Extracted records START
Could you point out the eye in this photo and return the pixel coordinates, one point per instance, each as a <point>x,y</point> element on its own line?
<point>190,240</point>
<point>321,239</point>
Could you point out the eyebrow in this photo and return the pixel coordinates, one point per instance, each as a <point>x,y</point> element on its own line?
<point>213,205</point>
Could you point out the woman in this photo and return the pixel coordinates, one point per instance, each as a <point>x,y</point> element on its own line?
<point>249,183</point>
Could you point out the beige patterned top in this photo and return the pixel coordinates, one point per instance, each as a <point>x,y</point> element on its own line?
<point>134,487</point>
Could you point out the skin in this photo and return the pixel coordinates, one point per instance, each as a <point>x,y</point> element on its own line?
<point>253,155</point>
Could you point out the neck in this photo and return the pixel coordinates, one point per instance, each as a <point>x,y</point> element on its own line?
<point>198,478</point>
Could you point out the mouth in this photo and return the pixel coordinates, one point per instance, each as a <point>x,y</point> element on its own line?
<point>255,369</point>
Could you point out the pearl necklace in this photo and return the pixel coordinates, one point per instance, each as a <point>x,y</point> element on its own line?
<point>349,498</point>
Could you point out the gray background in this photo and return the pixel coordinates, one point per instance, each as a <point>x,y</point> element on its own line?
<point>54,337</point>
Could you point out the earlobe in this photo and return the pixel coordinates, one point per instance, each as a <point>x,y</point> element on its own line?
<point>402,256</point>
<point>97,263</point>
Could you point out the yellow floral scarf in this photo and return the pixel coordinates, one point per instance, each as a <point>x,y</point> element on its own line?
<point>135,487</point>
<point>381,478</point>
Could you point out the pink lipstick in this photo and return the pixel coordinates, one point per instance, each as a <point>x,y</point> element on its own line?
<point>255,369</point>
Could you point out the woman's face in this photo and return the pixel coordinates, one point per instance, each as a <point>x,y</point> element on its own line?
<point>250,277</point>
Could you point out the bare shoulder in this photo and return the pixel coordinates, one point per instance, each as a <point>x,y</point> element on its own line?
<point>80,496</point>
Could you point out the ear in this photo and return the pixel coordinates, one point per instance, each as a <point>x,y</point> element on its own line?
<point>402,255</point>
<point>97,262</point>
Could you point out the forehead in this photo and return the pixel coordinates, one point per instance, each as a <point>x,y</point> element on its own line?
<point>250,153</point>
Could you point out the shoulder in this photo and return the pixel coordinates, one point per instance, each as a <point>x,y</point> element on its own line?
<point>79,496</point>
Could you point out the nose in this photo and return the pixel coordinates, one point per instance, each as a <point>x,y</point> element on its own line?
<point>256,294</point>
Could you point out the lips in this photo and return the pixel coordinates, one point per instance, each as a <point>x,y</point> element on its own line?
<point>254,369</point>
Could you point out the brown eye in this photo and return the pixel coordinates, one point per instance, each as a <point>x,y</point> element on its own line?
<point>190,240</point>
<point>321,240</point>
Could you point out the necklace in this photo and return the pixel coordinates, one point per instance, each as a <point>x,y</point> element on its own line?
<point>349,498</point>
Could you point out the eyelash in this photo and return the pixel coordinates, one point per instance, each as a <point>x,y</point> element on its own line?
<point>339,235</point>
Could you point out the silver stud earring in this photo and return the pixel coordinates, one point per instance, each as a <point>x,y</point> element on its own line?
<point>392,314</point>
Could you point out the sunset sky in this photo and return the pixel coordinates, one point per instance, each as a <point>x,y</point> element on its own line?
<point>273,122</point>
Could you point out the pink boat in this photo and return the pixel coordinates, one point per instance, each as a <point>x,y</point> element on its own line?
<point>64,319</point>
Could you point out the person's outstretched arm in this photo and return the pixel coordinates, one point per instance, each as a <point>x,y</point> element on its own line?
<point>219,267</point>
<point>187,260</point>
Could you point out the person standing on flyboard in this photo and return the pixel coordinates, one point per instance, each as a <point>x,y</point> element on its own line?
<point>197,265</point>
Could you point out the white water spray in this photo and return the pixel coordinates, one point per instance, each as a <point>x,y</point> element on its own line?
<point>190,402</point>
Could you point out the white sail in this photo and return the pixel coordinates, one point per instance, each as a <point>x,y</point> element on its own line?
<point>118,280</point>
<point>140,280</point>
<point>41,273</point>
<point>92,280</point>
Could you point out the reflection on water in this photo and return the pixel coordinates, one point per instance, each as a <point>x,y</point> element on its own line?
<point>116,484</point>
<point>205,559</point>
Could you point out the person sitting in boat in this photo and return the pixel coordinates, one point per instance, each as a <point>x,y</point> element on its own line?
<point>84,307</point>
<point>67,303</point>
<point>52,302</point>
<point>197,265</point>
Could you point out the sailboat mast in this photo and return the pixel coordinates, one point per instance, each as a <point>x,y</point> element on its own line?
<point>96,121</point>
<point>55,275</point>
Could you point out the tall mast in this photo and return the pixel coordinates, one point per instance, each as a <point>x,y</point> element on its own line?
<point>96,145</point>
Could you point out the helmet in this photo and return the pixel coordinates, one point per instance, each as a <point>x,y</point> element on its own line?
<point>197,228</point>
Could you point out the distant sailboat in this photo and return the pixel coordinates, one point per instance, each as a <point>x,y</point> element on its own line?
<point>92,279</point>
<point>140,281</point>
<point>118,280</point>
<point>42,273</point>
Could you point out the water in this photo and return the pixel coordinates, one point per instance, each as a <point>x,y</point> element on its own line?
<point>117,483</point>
Extracted records END
#### [Task directions]
Could you output the records in full, exactly as written?

#### [Task output]
Could you point out the eye in this photo and return the pixel coordinates, one point per instance, each as a <point>x,y</point> element on its own line?
<point>190,240</point>
<point>321,239</point>
Could you point out the eyebrow in this photo and return the pixel coordinates, one point per instance, each as a <point>x,y</point> element on its own line?
<point>213,205</point>
Could you point out the woman in this photo and return the pixel coordinates, one point per instance, each as a <point>x,y</point> element on its own line?
<point>249,183</point>
Could you point out the beige patterned top in this photo and return the pixel coordinates, one point per instance, each as a <point>x,y</point> element on its own line?
<point>134,487</point>
Could you point out the skin in this photo and return the pixel coordinates, one point per instance, each as a <point>x,y</point> element on its own line?
<point>253,155</point>
Could you point out the neck in this photo and return the pixel coordinates, one point per instance, each as a <point>x,y</point> element on its own line?
<point>198,478</point>
Could you point out the mouth in this photo and return the pixel coordinates, one point per instance, each as a <point>x,y</point> element on its own line?
<point>255,369</point>
Could you point out the pearl necklace in this photo and return the pixel coordinates, one point per instance, each as a <point>x,y</point> element on its own line?
<point>349,498</point>
Could you point out the gray background in this photo and return the pixel coordinates, one point per instance, each as a <point>x,y</point> element on its own line?
<point>54,337</point>
Could you point out the earlobe in this photo and return the pixel coordinates, one point per instance, each as a <point>x,y</point> element on its own line?
<point>402,256</point>
<point>97,263</point>
Could you point out the yellow floral scarf in this photo and return the pixel coordinates, one point per instance, each as a <point>x,y</point> element on its own line?
<point>135,487</point>
<point>381,478</point>
Could you point out the pink lipstick in this photo and return the pixel coordinates, one point per instance, each as a <point>x,y</point> element on its own line?
<point>255,369</point>
Could you point out the woman's face in this photo and return the pixel coordinates, one point per instance, each as a <point>x,y</point> element on its own line?
<point>250,277</point>
Could you point out the bare shoulder in this photo and return the pixel coordinates, one point per instance, each as a <point>x,y</point> element on its own line?
<point>80,496</point>
Could you point out the ear in this photo and return the pixel coordinates, one point per instance, each as a <point>x,y</point> element on its own line?
<point>402,255</point>
<point>97,262</point>
Could you point out the forehead in this photo and return the pixel coordinates, one point per instance, each as a <point>x,y</point> element on its own line?
<point>250,153</point>
Could you point out the shoulder in this photo and return the pixel coordinates, one point per instance, each as a <point>x,y</point> element on its own line?
<point>79,496</point>
Could you point out the nose in this photo and return the pixel coordinates, one point per instance, each as a <point>x,y</point> element on its own line?
<point>256,294</point>
Could you point out the lips in this photo and return the pixel coordinates, one point per instance, each as a <point>x,y</point> element on its own line?
<point>254,369</point>
Could you point out the brown eye in this photo and return the pixel coordinates, one point per instance, each as a <point>x,y</point> element on its own line?
<point>190,240</point>
<point>321,240</point>
Could you point out the necklace in this photo and return the pixel coordinates, one point per instance, each as a <point>x,y</point> element on its own line?
<point>349,498</point>
Could you point out the eyelash in this photo and return the pixel coordinates, one point per instance, each as a <point>x,y</point> element on its own line?
<point>339,235</point>
Could you point out the silver stud earring in this photo and return the pixel coordinates, one point per instance, each as a <point>x,y</point> element on its own line?
<point>392,314</point>
Could you point out the sunset sky in this photo and return the pixel coordinates, one point per instance, each as a <point>x,y</point> element on its own line?
<point>273,122</point>
Could you point out the pink boat in this photo and return the pixel coordinates, one point per instance, each as a <point>x,y</point> element on its own line?
<point>64,319</point>
Could you point out the person's outstretched arm in this photo and return the pixel coordinates, one point per instance, each as a <point>x,y</point> element on its own line?
<point>219,267</point>
<point>187,260</point>
Could you point out the person standing on flyboard in this photo and return the pixel coordinates, one point per instance, each as a <point>x,y</point> element on its own line?
<point>197,265</point>
Could you point out the white water spray in this photo and return the pixel coordinates, one point per instance, each as a <point>x,y</point> element on its own line?
<point>190,402</point>
Could you point out the white sail in this photo and return the pixel coordinates, one point per instance, each as a <point>x,y</point> element on its own line?
<point>118,280</point>
<point>140,280</point>
<point>41,273</point>
<point>92,280</point>
Could you point out the reflection on water in this photo and return the pixel coordinates, one point per instance, each as a <point>x,y</point> element on its own line?
<point>116,484</point>
<point>205,559</point>
Could you point out the person sitting in boat in this photo and return the pixel coordinates, one point per instance, each as a <point>x,y</point> element on its own line?
<point>84,307</point>
<point>67,303</point>
<point>52,302</point>
<point>197,265</point>
Could you point out the sailboat mast in this photo and return the pixel coordinates, one point per instance, each as a <point>x,y</point> element on its own line?
<point>96,121</point>
<point>55,275</point>
Could you point out the tall mast in this photo and return the pixel coordinates, one point per instance, each as a <point>x,y</point> element on its own line?
<point>96,145</point>
Could you point out the helmet in this photo and return the pixel coordinates, one point per instance, each as a <point>x,y</point> element on its own line?
<point>197,228</point>
Could you point out the distant sailboat in this photo and return the pixel coordinates, one point per instance, each as a <point>x,y</point> element on its own line?
<point>92,279</point>
<point>140,281</point>
<point>118,280</point>
<point>42,273</point>
Could you point out the water in this photo and return the pixel coordinates, one point per instance, each as a <point>x,y</point> element on its own line?
<point>117,483</point>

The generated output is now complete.